**Given passage**
'''
Dooneyaddict615 has a great vid on YouTube on a red one if you haven't seen it.  "Dooney Brenna Unboxing"


----------



## momjules

Yes I saw it.  She also has a flo bag with the zippers up the side
It's beautiful


----------



## lavenderjunkie

*Momjules:*  congratulations on your great new red handbag.


----------



## momjules

Thank you


----------



## Twoboyz

momjules said:


> Hi ladies! Well I had started a thread about wanting a red bag. Well this tsv is the best red  I've every seen. It's perfect! The bag itself is a tiny, tiny, bit small but it is workable. I still have room. If you want a red bag,not orange,not tomatoe,and not blue red, than this is the red you want.  Since the city and Barlow bag are up to two hundred dollars more, this will do until the outlets get the expensive bags.




Congrats!! I'm so glad it looks as beautiful as it looks on TV and YouTube. Thank you for your review. I also saw DooneyAddicts video and it made me want it in red.  Enjoy!


----------



## momjules

Two boys    
     I watch your videos and I can see you with this bag. It's you for sure. 
Thank you for your kind words!
Now get ordering!
'''
**What you will do**
1 > In the red handbag forum thread, which bags does momjules say cost up to two hundred dollars more?
2 > Write the next few posts of the red handbag forum thread, following on from its final post.

**Supplied material**
'''
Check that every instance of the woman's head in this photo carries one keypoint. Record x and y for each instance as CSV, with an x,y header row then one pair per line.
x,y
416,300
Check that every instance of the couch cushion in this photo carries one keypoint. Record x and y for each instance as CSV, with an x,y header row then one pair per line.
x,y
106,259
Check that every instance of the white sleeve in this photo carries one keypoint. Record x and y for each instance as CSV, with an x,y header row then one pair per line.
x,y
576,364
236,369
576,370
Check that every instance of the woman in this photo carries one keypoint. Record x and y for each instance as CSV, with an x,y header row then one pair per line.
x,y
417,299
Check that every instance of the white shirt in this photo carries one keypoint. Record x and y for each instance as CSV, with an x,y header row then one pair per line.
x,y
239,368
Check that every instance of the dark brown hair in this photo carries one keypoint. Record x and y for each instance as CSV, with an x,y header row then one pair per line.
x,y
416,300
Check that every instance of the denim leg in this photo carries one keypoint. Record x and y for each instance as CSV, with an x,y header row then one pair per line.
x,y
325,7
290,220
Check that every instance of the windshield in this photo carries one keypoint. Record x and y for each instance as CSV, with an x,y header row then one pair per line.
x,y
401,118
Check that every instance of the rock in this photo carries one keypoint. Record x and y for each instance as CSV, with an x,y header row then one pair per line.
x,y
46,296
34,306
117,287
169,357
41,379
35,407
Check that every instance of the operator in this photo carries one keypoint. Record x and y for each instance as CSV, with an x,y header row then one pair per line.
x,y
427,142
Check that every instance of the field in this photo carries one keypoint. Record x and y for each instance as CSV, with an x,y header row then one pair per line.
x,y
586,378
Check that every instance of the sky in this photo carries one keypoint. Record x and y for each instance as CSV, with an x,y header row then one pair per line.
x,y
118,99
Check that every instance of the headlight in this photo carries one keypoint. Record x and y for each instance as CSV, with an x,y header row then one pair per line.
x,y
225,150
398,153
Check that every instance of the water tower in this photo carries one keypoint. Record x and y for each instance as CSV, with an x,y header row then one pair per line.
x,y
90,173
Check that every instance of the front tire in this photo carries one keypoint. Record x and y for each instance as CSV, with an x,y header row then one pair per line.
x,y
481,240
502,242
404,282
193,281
'''
**Exercise answers**
1 > The City and Barlow bags.

2 >
----------



## RuedeNesle

Twoboyz said:


> Congrats!! I'm so glad it looks as beautiful as it looks on TV and YouTube. Thank you for your review. *I also saw DooneyAddicts video and it made me want it in red.  *Enjoy!



Me too!


----------



## Twoboyz

RuedeNesle said:


> Me too!




[emoji106] Hurry up "as is"!


----------



## Twoboyz

momjules said:


> Two boys
> I watch your videos and I can see you with this bag. It's you for sure.
> Thank you for your kind words!
> Now get ordering!




Thanks Jules! Believe me, the only thing stopping me is I have been back and forth on the caramel and smoke about a hundred times in the last two days. Just when I think I've made up my mind I just can't pull the trigger. I think the full price thing is in my head too. I know there will be as is but  I don't want to wait!


----------



## YankeeDooney

Twoboyz said:


> Thanks Jules! Believe me, the only thing stopping me is I have been back and forth on the caramel and smoke about a hundred times in the last two days. Just when I think I've made up my mind I just can't pull the trigger. I think the full price thing is in my head too. I know there will be as is but  I don't want to wait!


TB, didn't the Q sell something like 50,000 bags? Um, I think the odds are pretty good of having some 'as is' bags. Hold tight woman, they're coming.


----------



## Sparker

Can any ladies with midnight blue post a pic please?


----------



## YankeeDooney

Sparker said:


> Can any ladies with midnight blue post a pic please?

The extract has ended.